PASSAGE SHOWN:
■ ■ ■

Intrinsically, the contribution of a SNP marker to the estimation of G is weighted by its minor allele frequency (MAF), thus favoring markers with low MAF. However, it is not weighed by the size of the marker effect. Consequently, after a certain number of SNP markers are included in the computation of G, little to no improvement is expected. Chang et al. [19] showed that the limited change in G with additional markers could be an indicator of the sufficiency of available SNPs in estimating the realized relationships. However, such sufficiency is not a guarantee of the optimality of such matrix for the implementation of association and genome selection analyses. In fact, as the number of randomly selected SNPs increased from 40K to 400K, the matrix G inched closer to the expected additive relationship matrix (A). Furthermore, they showed that a genomic relationship matrix computed based on a selected subset on 20K markers was markedly different from A. In this study, we further prove that within those selected 20K SNPs additional improvements could be achieved through appropriate weighting of the contribution of these SNPs in the calculation of G.

Weighting all markers with their relative F_ST scores resulted in a 4.3% increase in accuracy as compared with the same weight scenario ($w_i=1)$. Using only the prioritized 20K SNPs with or without weights resulted in a 5.2% and 3.5% increase in accuracy as compared with the same weight scenario. As the density of the marker panel increases, using all SNPs to compute G is not the best option.

These results clearly indicate that additive relationships between individuals could be accurately estimated with a reasonably small number of well distributed SNP markers, however, that does not mean that the accuracy of genomic selection cannot be improved using high-density marker panels or even sequence data. To achieve that goal, the genomic matrix has to evolve from a measure of additive relationships to an optimum measure of genetic similarity at QTL between individuals. The F_ST scores seem to be an efficient prioritization tool to achieve such a goal, however, it should be noted that F_ST scores are only measures of fixation index. A combination of metrics of fixation index and index of genetic differentiation could lead to better representation of population partitioning [41] and could enhance the prioritization and weighting of SNP markers.

■ ■ ■

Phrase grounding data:

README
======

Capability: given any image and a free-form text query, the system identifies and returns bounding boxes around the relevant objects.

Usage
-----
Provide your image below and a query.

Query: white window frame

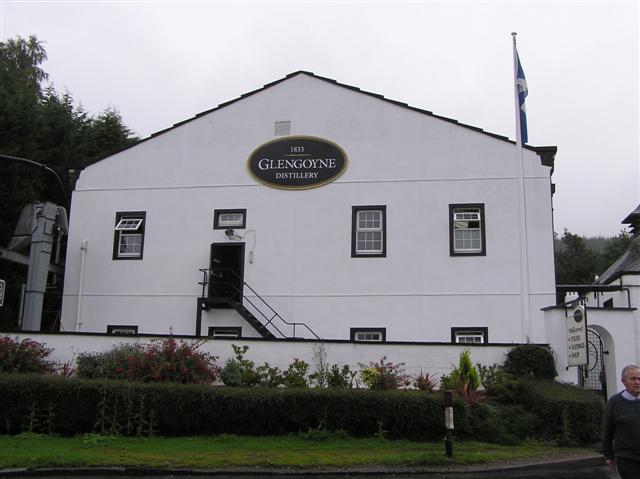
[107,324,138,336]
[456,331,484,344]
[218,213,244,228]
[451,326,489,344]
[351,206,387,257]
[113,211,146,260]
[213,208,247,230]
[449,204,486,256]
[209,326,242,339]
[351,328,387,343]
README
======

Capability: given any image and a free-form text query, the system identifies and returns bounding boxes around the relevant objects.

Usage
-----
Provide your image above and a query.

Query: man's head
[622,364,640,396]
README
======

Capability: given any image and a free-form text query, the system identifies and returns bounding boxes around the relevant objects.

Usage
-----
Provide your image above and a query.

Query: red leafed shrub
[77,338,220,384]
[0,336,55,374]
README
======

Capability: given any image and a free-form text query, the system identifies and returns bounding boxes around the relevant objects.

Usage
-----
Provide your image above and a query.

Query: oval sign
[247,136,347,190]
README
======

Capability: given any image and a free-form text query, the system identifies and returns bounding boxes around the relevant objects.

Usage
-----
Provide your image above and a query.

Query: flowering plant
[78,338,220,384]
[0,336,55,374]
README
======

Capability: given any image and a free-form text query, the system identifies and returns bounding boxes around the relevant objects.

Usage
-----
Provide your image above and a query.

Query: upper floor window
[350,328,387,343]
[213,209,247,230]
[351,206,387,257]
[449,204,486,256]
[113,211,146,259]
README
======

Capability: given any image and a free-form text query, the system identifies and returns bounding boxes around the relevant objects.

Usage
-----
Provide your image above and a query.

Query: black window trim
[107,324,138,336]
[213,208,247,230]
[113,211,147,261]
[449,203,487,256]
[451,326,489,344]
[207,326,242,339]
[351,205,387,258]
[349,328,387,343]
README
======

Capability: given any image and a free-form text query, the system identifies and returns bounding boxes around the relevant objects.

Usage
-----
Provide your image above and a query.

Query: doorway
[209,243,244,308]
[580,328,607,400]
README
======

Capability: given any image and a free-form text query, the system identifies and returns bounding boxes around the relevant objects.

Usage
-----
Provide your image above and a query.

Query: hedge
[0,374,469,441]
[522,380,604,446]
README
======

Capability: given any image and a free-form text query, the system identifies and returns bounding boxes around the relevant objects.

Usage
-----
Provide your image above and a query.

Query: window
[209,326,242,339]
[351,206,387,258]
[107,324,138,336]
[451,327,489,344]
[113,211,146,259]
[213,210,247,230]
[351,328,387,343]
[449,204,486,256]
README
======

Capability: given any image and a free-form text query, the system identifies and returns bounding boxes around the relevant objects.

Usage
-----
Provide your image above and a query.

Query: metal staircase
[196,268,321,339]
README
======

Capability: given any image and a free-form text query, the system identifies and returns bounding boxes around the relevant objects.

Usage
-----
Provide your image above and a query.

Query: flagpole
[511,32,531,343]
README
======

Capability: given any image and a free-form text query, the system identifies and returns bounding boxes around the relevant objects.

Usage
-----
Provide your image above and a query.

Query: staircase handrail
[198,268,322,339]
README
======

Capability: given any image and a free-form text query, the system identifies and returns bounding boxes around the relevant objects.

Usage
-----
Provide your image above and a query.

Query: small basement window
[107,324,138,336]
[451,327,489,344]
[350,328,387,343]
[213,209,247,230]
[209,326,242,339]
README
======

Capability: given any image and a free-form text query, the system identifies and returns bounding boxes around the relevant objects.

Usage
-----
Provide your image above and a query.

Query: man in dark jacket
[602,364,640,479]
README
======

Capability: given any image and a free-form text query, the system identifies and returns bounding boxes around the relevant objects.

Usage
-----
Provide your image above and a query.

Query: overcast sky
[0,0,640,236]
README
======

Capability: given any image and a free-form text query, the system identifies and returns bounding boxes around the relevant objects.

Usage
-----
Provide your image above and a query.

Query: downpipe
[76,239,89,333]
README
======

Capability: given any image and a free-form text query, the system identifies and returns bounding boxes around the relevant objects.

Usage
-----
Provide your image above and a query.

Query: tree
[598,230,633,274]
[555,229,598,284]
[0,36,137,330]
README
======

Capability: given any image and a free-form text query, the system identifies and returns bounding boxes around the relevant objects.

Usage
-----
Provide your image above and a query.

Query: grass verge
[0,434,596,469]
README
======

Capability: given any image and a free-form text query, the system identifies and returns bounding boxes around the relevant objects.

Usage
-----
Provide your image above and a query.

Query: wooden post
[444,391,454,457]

■ ■ ■

CHECK YOUR UNDERSTANDING:
(1) List every percentage increase in accuracy that the passage on SNP weighting reports, together with the scenario each one belongs to.
(2) Answer these questions from the passage on SNP weighting:
(a) By what is the contribution of a SNP marker to the estimation of G intrinsically weighted?
(b) Across what range of randomly selected SNPs did the matrix G inch closer to A?
(c) According to the passage, F_ST scores are only measures of what?
(3) Extend the passage on SNP weighting, starting after its final sentence.

SET OF ANSWERS:
(1)
- 4.3%: weighting all markers with their relative F_ST scores
- 5.2%: using only the prioritized 20K SNPs with weights
- 3.5%: using only the prioritized 20K SNPs without weights

(2)
(a) Its minor allele frequency (MAF).
(b) From 40K to 400K.
(c) Fixation index.

(3)
5. Conclusions

The dramatic increase in the number of identified common and rare variants due to advances in NGS was expected to significantly increase the accuracy of GWAS and GS. Unfortunately, little to no improvement in accuracy was observed using NGS or high-density marker data. In spite of the repeated argument that all needed information is already captured by the available marker panels, the results of this study clearly show that the lack of improvement in accuracy is due to the limitations of the methods used rather than the limited additional information in the high-density and sequence data. Prioritizing SNP markers based on their F_ST scores and using the latter to compute relative weights has increased the genetic similarity between training and validation animals. Furthermore, it resulted in more than 5% improvement in accuracy. These results clearly indicate that additive relationships between individuals could be accurately estimated with a reasonably small number of well distributed SNP markers, however, that does not mean that accuracy of genomic selection cannot be improved using high-density marker panels. The genomic matrix should evolve from a measure of realized additive relationships to an optimum measure of genetic similarity between individuals. The current method used to calculate the genomic relationship matrix gives the same weight to all the markers and thus does not guarantee the optimality of genetic similarity at QTL.